▶ **STATED EXERCISE**:
Reproduce each of the lines below word for word, leaving out the pictures.

▶ **DATASET CONTENT**:

☆ ☆ ☆ ☆ ☆ ☆ ☆

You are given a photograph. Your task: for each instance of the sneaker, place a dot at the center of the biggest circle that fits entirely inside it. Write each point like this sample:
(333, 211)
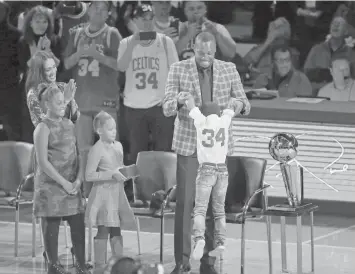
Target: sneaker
(198, 249)
(217, 251)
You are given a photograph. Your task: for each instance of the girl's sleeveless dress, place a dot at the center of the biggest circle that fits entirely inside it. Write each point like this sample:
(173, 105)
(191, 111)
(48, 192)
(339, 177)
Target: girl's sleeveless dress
(107, 204)
(50, 198)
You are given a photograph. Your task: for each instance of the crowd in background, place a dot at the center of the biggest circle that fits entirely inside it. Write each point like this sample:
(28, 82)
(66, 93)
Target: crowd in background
(302, 49)
(307, 44)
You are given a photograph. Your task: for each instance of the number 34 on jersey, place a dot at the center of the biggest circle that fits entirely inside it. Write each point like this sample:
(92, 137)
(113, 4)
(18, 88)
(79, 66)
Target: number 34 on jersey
(89, 67)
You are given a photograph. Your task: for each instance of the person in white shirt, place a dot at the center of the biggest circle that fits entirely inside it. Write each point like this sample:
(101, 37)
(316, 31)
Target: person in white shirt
(212, 175)
(146, 57)
(342, 88)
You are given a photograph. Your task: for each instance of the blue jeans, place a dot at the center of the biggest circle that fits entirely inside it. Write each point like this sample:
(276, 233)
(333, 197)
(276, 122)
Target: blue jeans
(212, 180)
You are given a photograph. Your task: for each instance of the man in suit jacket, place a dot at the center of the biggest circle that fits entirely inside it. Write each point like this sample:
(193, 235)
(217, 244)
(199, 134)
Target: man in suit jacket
(207, 80)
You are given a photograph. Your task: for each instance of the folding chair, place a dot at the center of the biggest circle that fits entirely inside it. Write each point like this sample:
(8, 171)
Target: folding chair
(245, 197)
(157, 172)
(17, 167)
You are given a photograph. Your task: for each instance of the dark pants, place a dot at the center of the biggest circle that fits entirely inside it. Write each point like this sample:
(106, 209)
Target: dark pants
(50, 228)
(143, 122)
(186, 173)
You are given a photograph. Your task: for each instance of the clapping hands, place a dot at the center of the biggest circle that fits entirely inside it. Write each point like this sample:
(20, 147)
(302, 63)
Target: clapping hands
(118, 176)
(44, 43)
(69, 91)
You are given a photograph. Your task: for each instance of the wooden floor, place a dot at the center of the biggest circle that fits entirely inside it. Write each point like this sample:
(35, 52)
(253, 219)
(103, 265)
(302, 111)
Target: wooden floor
(330, 258)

☆ ☆ ☆ ☆ ☆ ☆ ☆

▶ **EXERCISE RESPONSE**:
You are given a photograph. Your task: for each instance of the sneaker, place a dot at the center of the biggest circle that fits entirely inside it. Write each point like this sample:
(333, 211)
Target: sneaker
(198, 249)
(217, 251)
You are given a photograph. Your task: for each instance of the girl's sleeveless dress, place a dot at the center of the biggest circle that fits entirely inside it. Write each point like this sample:
(173, 105)
(191, 111)
(48, 192)
(339, 177)
Target: girl's sleeveless dress
(107, 204)
(50, 198)
You are given a photograph. Your task: for each instance of the crowd in background, place a dot at the center of the biggest circle that fits entirely inside it. Write each point like this sample:
(28, 82)
(66, 93)
Target: crowd in background
(302, 49)
(307, 44)
You are given a photograph. Your task: for each instance of the number 34 on jersey, place a dot at the center of the biggest circle that fits entirely inside it. Write each point like this sample:
(92, 137)
(113, 4)
(18, 88)
(79, 66)
Target: number 34 on jersey
(89, 67)
You are given a photograph. Your task: for each instance of the person in white shirt, place a dot at the center of the biggest circle that fits entirely inside it. Write each point like this sample:
(101, 37)
(316, 31)
Target: person in white shirt
(212, 175)
(146, 57)
(342, 88)
You are given a photograph. Your task: for each instance of the blue jeans, place a dot at the center of the biggest circle that fits entirely inside it. Write each point like this sample:
(276, 233)
(333, 197)
(276, 122)
Target: blue jeans
(212, 180)
You are given a photograph. Your task: for each instance of the man in suit jacket, place a dot at the center of the biggest circle that fits entirely inside it. Write each point like this sample:
(193, 235)
(217, 244)
(199, 134)
Target: man in suit jacket
(207, 80)
You are given a photograph. Your task: for each instance of the folding chair, place a dot at the center of the biggest circle that fits entirely inside it. Write each point like this sample:
(8, 171)
Target: folding chair
(245, 197)
(157, 172)
(17, 167)
You are given a photograph. Your task: for each instance of the dark pants, place a dot at the center of the biggest circle that fits entirely inside it. Write each point like this sample:
(106, 209)
Target: dark pants
(50, 228)
(143, 122)
(186, 173)
You are given a photograph. Your task: for each instance of the clapping hands, place a dot at the center of the biggest circle that fits entirely inside it. Write each point like this sample:
(20, 147)
(302, 63)
Target: clapping hands
(118, 176)
(44, 43)
(69, 91)
You are given a photograph. Your task: for each instance of the wooden floor, place a dot at the center of the biggest circle that fits entirely inside it. Write each point like this sample:
(35, 52)
(253, 219)
(103, 265)
(302, 111)
Target: wooden floor
(330, 258)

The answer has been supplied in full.